* _Short problem_:
According to the paper summary, how does the critical Reynolds number change with wall curvature?

# Reduced Basis Model Order Reduction for Navier-Stokes equations in   domains with walls of varying curvature

**Authors:** Martin Hess, Annalisa Quaini, Gianluigi Rozza

arXiv: 1901.03708 · 2020-06-24

## TL;DR

This paper develops a reduced basis model for Navier-Stokes equations in curved channels, enabling efficient computation of steady-state solutions across various geometries and viscosities, with applications to blood flow symmetry breaking.

## Contribution

It introduces an empirical interpolation-based reduced order model for Navier-Stokes in curved domains, demonstrating accurate and efficient solutions for parameter variations.

## Key findings

- Reduced order model accurately predicts steady states.
- Critical Reynolds number increases with wall curvature.
- Model applicable to blood flow symmetry studies.

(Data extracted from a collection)
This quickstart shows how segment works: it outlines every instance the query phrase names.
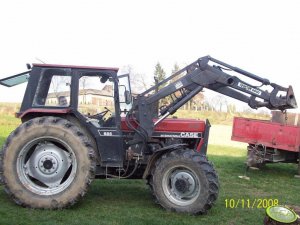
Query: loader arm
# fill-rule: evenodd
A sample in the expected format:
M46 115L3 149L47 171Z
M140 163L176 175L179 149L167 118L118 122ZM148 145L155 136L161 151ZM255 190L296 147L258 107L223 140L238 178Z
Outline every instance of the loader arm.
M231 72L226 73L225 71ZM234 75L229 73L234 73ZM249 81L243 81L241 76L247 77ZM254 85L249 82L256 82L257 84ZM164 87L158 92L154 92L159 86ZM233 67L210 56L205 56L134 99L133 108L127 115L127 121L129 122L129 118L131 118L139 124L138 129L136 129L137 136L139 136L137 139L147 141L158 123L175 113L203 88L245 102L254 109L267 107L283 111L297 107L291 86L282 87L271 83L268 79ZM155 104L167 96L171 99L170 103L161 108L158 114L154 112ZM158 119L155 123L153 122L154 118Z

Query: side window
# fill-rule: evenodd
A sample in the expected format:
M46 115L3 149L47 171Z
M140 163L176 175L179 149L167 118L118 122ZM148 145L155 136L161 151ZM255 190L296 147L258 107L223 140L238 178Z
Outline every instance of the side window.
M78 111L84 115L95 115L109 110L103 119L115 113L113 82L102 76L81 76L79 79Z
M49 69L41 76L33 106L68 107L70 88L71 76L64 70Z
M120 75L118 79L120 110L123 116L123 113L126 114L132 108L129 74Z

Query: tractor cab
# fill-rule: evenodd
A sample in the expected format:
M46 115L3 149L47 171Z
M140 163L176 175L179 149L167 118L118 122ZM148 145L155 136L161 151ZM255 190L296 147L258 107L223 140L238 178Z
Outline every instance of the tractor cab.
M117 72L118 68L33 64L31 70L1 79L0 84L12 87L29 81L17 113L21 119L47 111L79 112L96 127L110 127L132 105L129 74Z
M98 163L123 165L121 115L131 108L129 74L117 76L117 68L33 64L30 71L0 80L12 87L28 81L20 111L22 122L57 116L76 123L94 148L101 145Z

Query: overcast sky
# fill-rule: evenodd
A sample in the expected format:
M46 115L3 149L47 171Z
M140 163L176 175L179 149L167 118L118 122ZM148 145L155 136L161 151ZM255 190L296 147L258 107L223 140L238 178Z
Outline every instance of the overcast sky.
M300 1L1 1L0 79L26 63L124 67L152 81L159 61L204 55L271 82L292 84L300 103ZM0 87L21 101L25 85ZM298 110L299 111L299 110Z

* _Answer below_:
It increases as wall curvature increases.